## BEGIN

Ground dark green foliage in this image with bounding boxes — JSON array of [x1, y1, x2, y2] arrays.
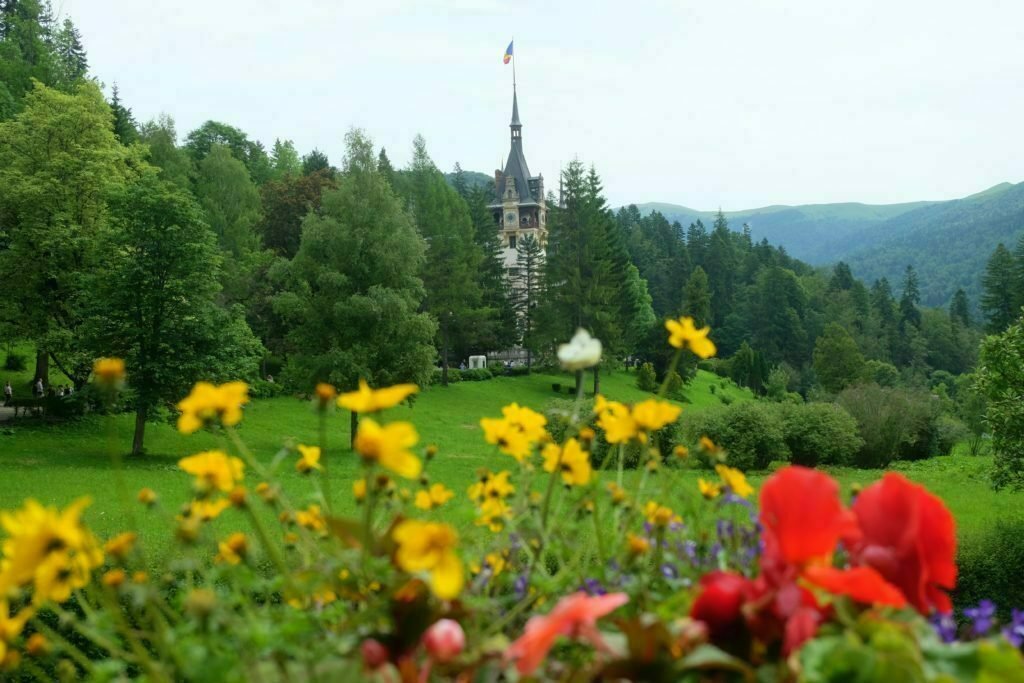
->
[[274, 131, 436, 390], [779, 403, 864, 467], [637, 362, 657, 391], [682, 401, 790, 471], [978, 319, 1024, 489], [837, 384, 951, 468], [952, 516, 1024, 621], [814, 323, 864, 393], [84, 173, 263, 454], [981, 243, 1020, 334]]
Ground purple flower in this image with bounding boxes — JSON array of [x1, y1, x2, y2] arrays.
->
[[964, 600, 995, 636], [513, 573, 529, 600], [1002, 609, 1024, 647], [931, 612, 956, 643]]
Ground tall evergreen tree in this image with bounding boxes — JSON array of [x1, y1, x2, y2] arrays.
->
[[683, 265, 711, 328], [401, 135, 485, 386], [981, 242, 1020, 334], [274, 131, 437, 444], [949, 288, 971, 328], [111, 83, 138, 144], [510, 234, 545, 372]]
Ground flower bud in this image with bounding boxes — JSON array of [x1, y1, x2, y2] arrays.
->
[[423, 618, 466, 664], [359, 638, 388, 671]]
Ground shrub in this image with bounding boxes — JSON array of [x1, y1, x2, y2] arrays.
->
[[779, 403, 864, 467], [953, 518, 1024, 620], [682, 401, 790, 470], [637, 362, 657, 391], [3, 352, 28, 373], [837, 384, 933, 468]]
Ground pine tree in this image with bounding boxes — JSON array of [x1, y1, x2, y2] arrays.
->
[[111, 83, 138, 144], [683, 265, 711, 328], [274, 131, 437, 444], [949, 289, 971, 328], [401, 135, 485, 386], [899, 265, 921, 329], [302, 150, 334, 176], [510, 234, 545, 372], [981, 242, 1020, 334]]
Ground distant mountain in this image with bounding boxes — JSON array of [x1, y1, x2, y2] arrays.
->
[[637, 182, 1024, 306]]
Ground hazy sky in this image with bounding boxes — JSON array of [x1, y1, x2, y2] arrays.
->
[[61, 0, 1024, 210]]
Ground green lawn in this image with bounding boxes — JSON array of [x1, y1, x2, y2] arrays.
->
[[0, 372, 1024, 561]]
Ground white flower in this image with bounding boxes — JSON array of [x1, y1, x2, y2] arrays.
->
[[558, 328, 601, 371]]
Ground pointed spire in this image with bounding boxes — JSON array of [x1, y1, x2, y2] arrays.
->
[[509, 85, 522, 126]]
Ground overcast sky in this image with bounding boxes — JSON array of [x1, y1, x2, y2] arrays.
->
[[61, 0, 1024, 210]]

## END

Aim of the task:
Format the data above, from its first line up to and including the line containing "243, 1020, 334]]", as a JSON list of strings, one string per line, with blank lines and the picture left out.

Response to the exercise:
[
  "Ground dark green foliage in this image with bounding boxes — JSON array of [x1, y1, x2, y2] arrays.",
  "->",
  "[[274, 131, 436, 390], [779, 403, 864, 467], [637, 362, 657, 391], [682, 401, 790, 471], [978, 319, 1024, 489], [837, 384, 951, 468], [952, 516, 1024, 621], [814, 323, 864, 393], [84, 173, 263, 454], [981, 243, 1020, 334]]"
]